▸ **Problem statement**: Write out the records beneath this line exactly as they appear, minus any images.

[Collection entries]
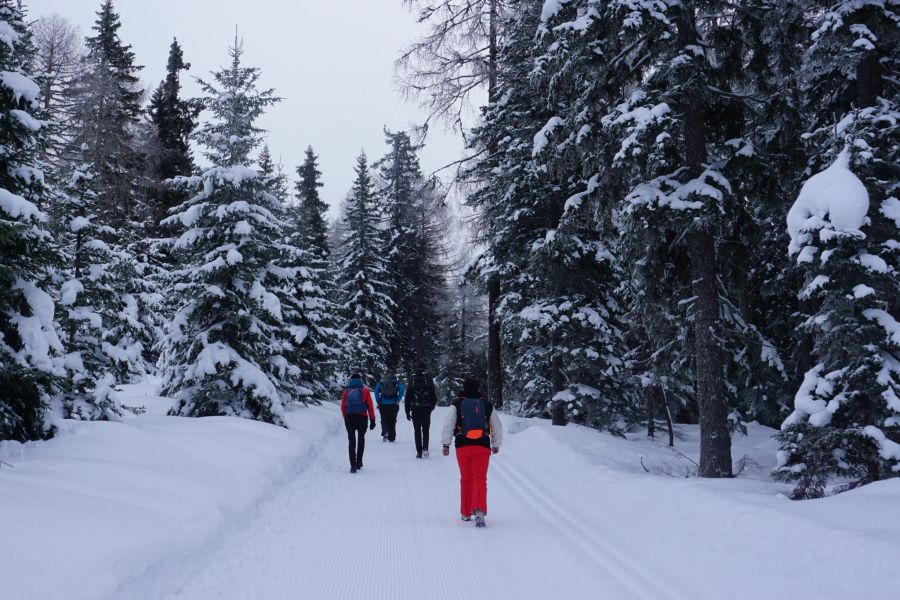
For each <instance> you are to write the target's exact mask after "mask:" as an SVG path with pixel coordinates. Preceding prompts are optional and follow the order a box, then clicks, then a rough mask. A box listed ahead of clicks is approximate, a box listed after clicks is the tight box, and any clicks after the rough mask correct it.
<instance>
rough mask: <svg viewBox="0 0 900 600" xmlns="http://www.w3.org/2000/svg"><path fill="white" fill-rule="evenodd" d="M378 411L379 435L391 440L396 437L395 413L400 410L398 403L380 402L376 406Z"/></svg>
mask: <svg viewBox="0 0 900 600" xmlns="http://www.w3.org/2000/svg"><path fill="white" fill-rule="evenodd" d="M378 412H380V413H381V435H384V436H387V439H389V440H391V441H392V442H393V441H394V440H396V439H397V413H399V412H400V405H399V404H382V405H381V406H379V407H378Z"/></svg>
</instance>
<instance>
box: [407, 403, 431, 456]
mask: <svg viewBox="0 0 900 600" xmlns="http://www.w3.org/2000/svg"><path fill="white" fill-rule="evenodd" d="M431 411H432V409H431V408H427V407H422V408H419V407H416V408H413V409H412V411H411V413H412V418H413V432H415V437H416V454H419V453H420V452H422V450H428V430H429V429H431Z"/></svg>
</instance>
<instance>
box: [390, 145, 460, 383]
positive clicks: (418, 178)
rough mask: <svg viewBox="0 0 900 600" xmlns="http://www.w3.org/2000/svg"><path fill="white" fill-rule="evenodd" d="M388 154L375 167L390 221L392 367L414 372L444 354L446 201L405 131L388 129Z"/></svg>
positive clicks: (390, 358) (391, 346)
mask: <svg viewBox="0 0 900 600" xmlns="http://www.w3.org/2000/svg"><path fill="white" fill-rule="evenodd" d="M385 135H386V138H387V140H386V141H387V144H388V147H389V150H388V153H387V154H386V155H385V156H384V157H383V158H382V159H381V160H379V161H378V162H377V163H375V166H376V167H377V168H378V174H379V183H378V188H377V189H378V191H377V196H378V200H379V204H380V210H381V215H382V218H383V220H384V244H385V245H384V248H383V249H382V251H383V252H384V254H385V256H386V258H387V265H386V266H387V271H388V276H387V279H386V281H385V283H387V286H386V287H385V288H384V289H382V290H381V291H382V292H383V293H385V294H388V295H390V296H391V298H393V300H394V312H393V322H394V329H393V331H392V332H391V337H390V341H389V344H388V346H389V348H388V357H387V360H388V367H389V368H392V369H398V368H401V369H403V368H405V369H407V370H410V371H411V370H412V368H413V367H414V366H415V364H416V363H417V362H419V361H424V362H426V363H428V364H432V365H434V364H436V363H437V359H438V355H439V353H440V350H439V347H438V342H439V340H440V334H441V318H442V315H441V313H440V307H439V305H440V300H441V297H442V295H443V293H444V286H445V282H444V278H443V271H444V267H443V265H442V264H441V261H442V247H441V239H442V235H443V233H442V228H441V222H440V216H439V212H440V210H441V208H442V203H441V201H440V199H439V198H438V196H437V193H436V190H435V187H434V183H433V182H429V181H426V180H425V178H424V177H423V175H422V170H421V167H420V166H419V157H418V152H419V150H420V147H419V146H416V145H415V144H413V142H412V140H411V138H410V136H409V133H407V132H405V131H398V132H396V133H394V132H390V131H388V132H385Z"/></svg>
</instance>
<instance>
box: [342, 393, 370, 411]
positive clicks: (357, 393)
mask: <svg viewBox="0 0 900 600" xmlns="http://www.w3.org/2000/svg"><path fill="white" fill-rule="evenodd" d="M362 390H363V389H362V388H361V387H351V388H347V414H348V415H364V414H366V413H367V412H368V408H367V407H366V401H365V399H364V398H363V393H362Z"/></svg>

▸ **Answer to this problem**:
For each <instance> you are to write the target's exact mask after "mask:" as an SVG path with pixel coordinates. Preceding prompts are optional and follow the order a box, then clicks, then a rough mask. A box listed ahead of clicks is approximate, a box listed after clicks is the tight box, and any clicks after the rough mask correct it.
<instance>
rough mask: <svg viewBox="0 0 900 600" xmlns="http://www.w3.org/2000/svg"><path fill="white" fill-rule="evenodd" d="M378 411L379 435L391 440L396 437L395 413L400 410L398 403L380 402L376 406Z"/></svg>
mask: <svg viewBox="0 0 900 600" xmlns="http://www.w3.org/2000/svg"><path fill="white" fill-rule="evenodd" d="M378 412H380V413H381V435H384V436H387V439H389V440H391V441H392V442H393V441H394V440H396V439H397V413H399V412H400V405H399V404H382V405H381V406H379V407H378Z"/></svg>
</instance>
<instance>
box: [407, 403, 431, 456]
mask: <svg viewBox="0 0 900 600" xmlns="http://www.w3.org/2000/svg"><path fill="white" fill-rule="evenodd" d="M431 411H432V409H431V408H427V407H422V408H419V407H416V408H413V409H412V411H411V413H412V418H413V432H415V437H416V454H419V453H420V452H422V450H428V430H429V429H431Z"/></svg>
</instance>
<instance>
box: [390, 145, 460, 383]
positive clicks: (418, 178)
rough mask: <svg viewBox="0 0 900 600" xmlns="http://www.w3.org/2000/svg"><path fill="white" fill-rule="evenodd" d="M388 154L375 167L390 221L392 367L414 372L444 354L446 201L405 131L388 129Z"/></svg>
positive clicks: (390, 358) (391, 346)
mask: <svg viewBox="0 0 900 600" xmlns="http://www.w3.org/2000/svg"><path fill="white" fill-rule="evenodd" d="M385 135H386V138H387V140H386V141H387V144H388V147H389V150H388V153H387V154H386V155H385V156H384V157H383V158H382V159H381V160H379V161H378V162H377V163H375V166H376V167H377V168H378V174H379V183H378V188H377V189H378V191H377V196H378V200H379V204H380V210H381V215H382V218H383V220H384V244H385V245H384V248H383V249H382V251H383V252H384V254H385V256H386V258H387V265H386V266H387V271H388V276H387V279H386V281H385V283H387V286H386V287H385V288H384V289H382V290H381V291H382V292H383V293H385V294H388V295H390V296H391V298H393V300H394V312H393V322H394V329H393V331H392V332H391V337H390V341H389V344H388V346H389V348H388V357H387V360H388V367H389V368H392V369H398V368H401V369H403V368H405V369H407V370H410V371H411V370H412V368H413V367H414V366H415V364H416V363H417V362H419V361H424V362H426V363H428V364H432V365H434V364H436V363H437V359H438V355H439V353H440V350H439V347H438V342H439V340H440V334H441V318H442V315H441V313H440V307H439V305H440V300H441V297H442V295H443V293H444V286H445V282H444V278H443V271H444V267H443V265H442V264H441V261H442V247H441V239H442V235H443V233H442V228H441V222H440V216H439V212H440V210H441V208H442V203H441V201H440V199H439V198H438V196H437V193H436V190H435V187H434V183H433V182H429V181H426V180H425V178H424V177H423V175H422V170H421V167H420V166H419V157H418V152H419V150H420V147H419V146H416V145H415V144H413V142H412V140H411V138H410V136H409V133H407V132H405V131H398V132H396V133H394V132H390V131H388V132H385Z"/></svg>
</instance>
<instance>
box: [342, 393, 370, 411]
positive clicks: (357, 393)
mask: <svg viewBox="0 0 900 600" xmlns="http://www.w3.org/2000/svg"><path fill="white" fill-rule="evenodd" d="M362 390H363V389H362V388H361V387H351V388H347V414H348V415H364V414H366V413H367V412H368V408H367V407H366V401H365V399H364V398H363V393H362Z"/></svg>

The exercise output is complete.